* [Okunacak metin]:

====================

Ziriki, Zirikan, Ziraki Aşireti

Şerefnameye göre Zırki kelimesi Arapçadan gelen  Erzak Kelimesinin günümüze kadar Zirikan oalarak değişikliğe uğraması ile ortaya çıkmış bir kelimedir, 

Zirikanlılar dört koldan meydana Gelmektedir;

1-Tercil beyleri(Batman suyunu Batısında, 2-Atak beyleri, 3-Dérzini(eski bir  hristiyan Maastırı Dérézır) 3-gırdıkan beyleridir.

Bazı sebeplerden dolayı Hasan Bin Seyid Abdurrahman adında biri Arap bölgesinden Mardin civarına göç eder.  Mardin yakınlarındaki Atak Kalesi’ne yerleşen Şeyh Hasan Kendisini riyazete, zikre ve Allah’a ibadete verir. Devamlı mavi elbise giydiği için halk arasında kendisine Şeyh Ezreki (Mavili Şeyh) derler. Diğer bir görüşe göre mavi gözlü olduğundan kendisine bu lakap verildi. Daha sonra bu isim Zirriki, Zırıki olarak söylenmeye başlandı. Halk, gayet abid ve ibadeti sevmesi dolayısıyla bu zatın etrafına toplandı.  Halkın bu kadar kısa zamanda şeyhin etrafında toplanması ve büyük bir güç olmaya başlaması sebebi ile devrin Mardin beyi Emir Artuk Bin Ekseb kendisinden korkmaya başladı. Artuk Bey, Şeyh Hasan’ı Mardin kalesinde hapse atmaya karar verdi. Fakat bu hapis sırasında Şeyh Hasan’dan zuhur eden bazı olağanüstü hal ve kerametler. Artuk Beyi korkuttu. Artuk Bey şeyhin gerçekten bir Allah dostu olduğuna inandı. Onu hapisten çıkardı. O sırada kızı sevdaya tutulmuş ve delirmişti. Devrin tabip ve cerrahları onu iyileştirmede aciz kalınca Emir Artuk şeyhten kızı için dua etmesi ricasında bulundu. Şeyh dua etti ve Allahın izni ile kız sıhhatine kavuştu. Artuk Bey Şeyh Hasan’ın bu kerameti karşısında onun müridi olmaya ve tarikatına girmeye karar verdi. Daha da İleri giderek kızını Şeyh Hasan’la evlendirdi. Uzun bir müddetten sonra Artuk Bey vefat etti.  Halkın da kabul etmesi ile Şeyh Hasan, Mardin’de bir bölge beyliğine getirildi. Emir Artuk Bin Ekseb o dönem Selçuklu Devleti’ne bağlı Mardin, Harput, Diyarbakır, Mıcıngerd ve Hasankeyf bölgesi valisi idi.

Seyit Hasan’ın soyunun İmam Ali’ye dayandığını yazan Şerefname, O’nun şeceresini babadan oğula şu şekilde verir: İmam El-Murtaza Ali, Hüseyin, Zeynel Abidin, Muhammed El Bakır, Seyit Cafer (Cafer-i Sadık olmalı, SC), Seyit İsmail El-Ekber, Seyit Yahya El-Ekna, Seyit Cafer El-Katil, Seyit Tahir, Seyit Ali, Seyit Kasım, Sefil, Seyit Ahmet, Seyit Abdurrahman, Seyit Hasan (Zırkanlılar’ın atası olan Seyit Hasan-ı Ezraki).

====================

Görsel bölge etiketleme girdileri
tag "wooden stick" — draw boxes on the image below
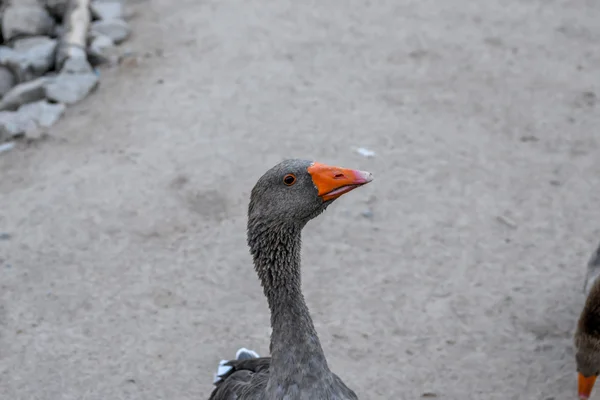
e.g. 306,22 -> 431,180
56,0 -> 91,69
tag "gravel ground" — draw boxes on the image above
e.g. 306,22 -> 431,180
0,0 -> 600,400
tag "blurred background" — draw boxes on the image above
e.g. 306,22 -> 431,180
0,0 -> 600,400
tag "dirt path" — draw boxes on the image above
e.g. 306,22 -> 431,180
0,0 -> 600,400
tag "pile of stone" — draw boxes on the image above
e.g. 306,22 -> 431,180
0,0 -> 130,143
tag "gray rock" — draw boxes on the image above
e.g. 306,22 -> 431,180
13,36 -> 58,76
88,35 -> 119,64
0,65 -> 17,97
45,0 -> 69,20
2,3 -> 54,40
60,48 -> 93,74
0,46 -> 35,83
0,77 -> 49,111
46,73 -> 98,104
90,0 -> 123,20
90,19 -> 131,44
0,100 -> 66,141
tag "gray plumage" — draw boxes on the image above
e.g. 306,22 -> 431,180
210,160 -> 370,400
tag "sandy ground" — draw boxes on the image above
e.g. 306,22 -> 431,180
0,0 -> 600,400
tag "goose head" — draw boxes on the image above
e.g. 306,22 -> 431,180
248,160 -> 373,227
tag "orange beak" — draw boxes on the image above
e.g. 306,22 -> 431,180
308,163 -> 373,201
577,372 -> 596,400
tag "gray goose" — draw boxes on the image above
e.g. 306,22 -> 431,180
209,160 -> 373,400
575,241 -> 600,399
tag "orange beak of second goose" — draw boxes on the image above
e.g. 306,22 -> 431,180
308,163 -> 373,201
577,372 -> 596,400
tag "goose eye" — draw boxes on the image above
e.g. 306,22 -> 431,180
283,174 -> 296,186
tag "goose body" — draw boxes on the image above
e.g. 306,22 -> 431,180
575,245 -> 600,399
210,160 -> 372,400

====================

* [Yazılı talep]: Zirikan aşireti hakkındaki metinde "Ziriki, Zirikan, Ziraki" sözlerini içeren ifadeyle açılıp "Dérézır) 3-gırdıkan beyleridir." ile kapanan kısmı hiç değiştirmeden yazın.

* [Alıştırmanın çözümü]:
Ziriki, Zirikan, Ziraki Aşireti

Şerefnameye göre Zırki kelimesi Arapçadan gelen  Erzak Kelimesinin günümüze kadar Zirikan oalarak değişikliğe uğraması ile ortaya çıkmış bir kelimedir, 

Zirikanlılar dört koldan meydana Gelmektedir;

1-Tercil beyleri(Batman suyunu Batısında, 2-Atak beyleri, 3-Dérzini(eski bir  hristiyan Maastırı Dérézır) 3-gırdıkan beyleridir.